# [Entries]
━━━━━━━━━━━━━━━━━━━━━━━━━━━━━━
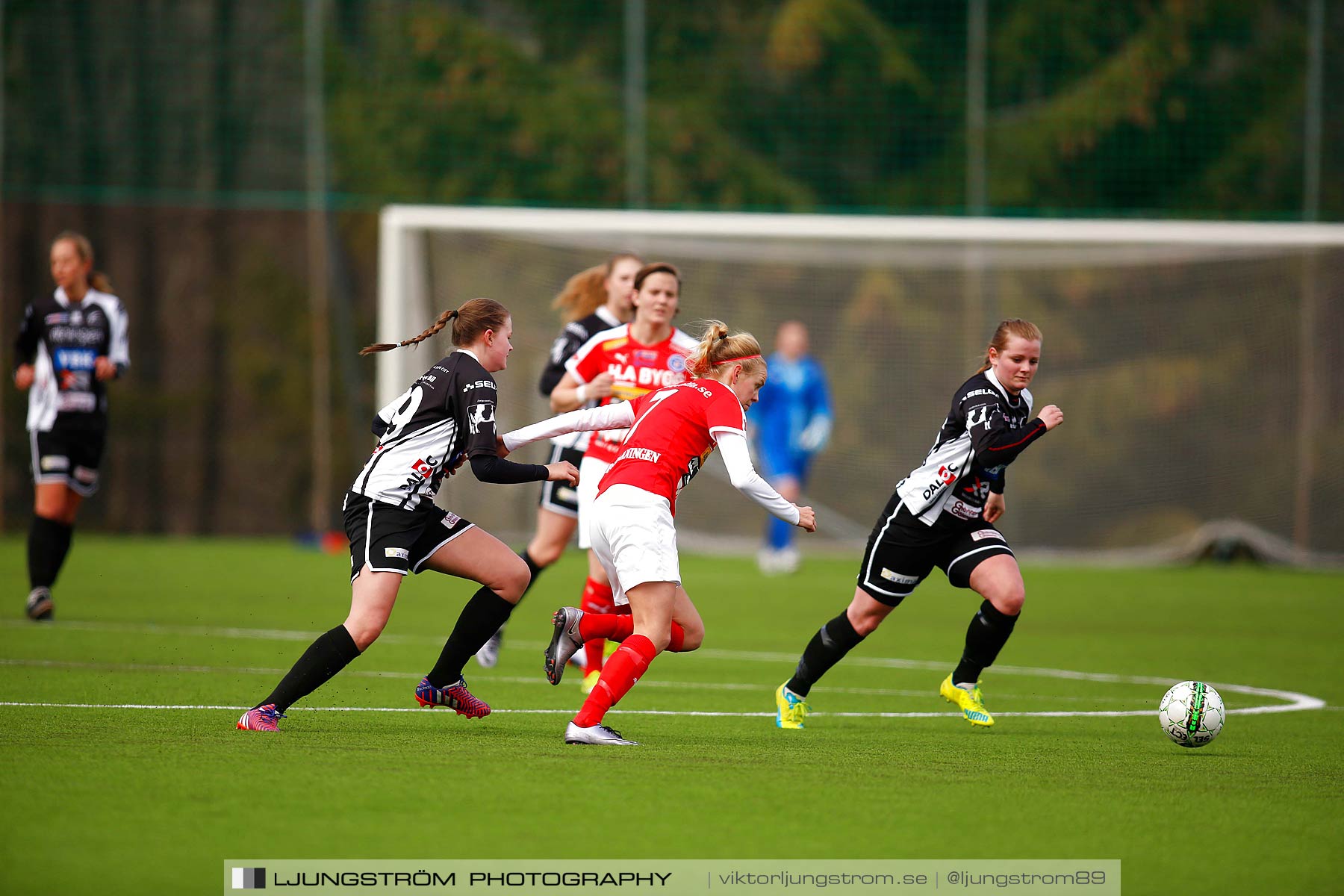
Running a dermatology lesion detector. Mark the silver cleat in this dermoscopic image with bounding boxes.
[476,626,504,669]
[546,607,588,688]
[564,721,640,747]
━━━━━━━━━━━━━━━━━━━━━━━━━━━━━━
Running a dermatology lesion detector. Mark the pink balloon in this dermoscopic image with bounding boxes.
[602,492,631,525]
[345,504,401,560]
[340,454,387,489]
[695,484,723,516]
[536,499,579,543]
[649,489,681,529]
━━━━━━━━━━━━━━━━━━━━━━━━━━━━━━
# [Stated exercise]
Starting at the line that contains "Running a dermatology lesion detector. Mark the pink" and stopping after the line that contains "[649,489,681,529]", reproduce only those lines of the records, requests included, with every bounding-box coordinate shifted up by 74.

# [Right answer]
Running a dermatology lesion detector. Mark the pink balloon in this dermoscopic image with bounding boxes.
[676,566,705,599]
[419,578,475,634]
[414,528,461,563]
[769,558,797,590]
[610,573,653,617]
[723,563,755,603]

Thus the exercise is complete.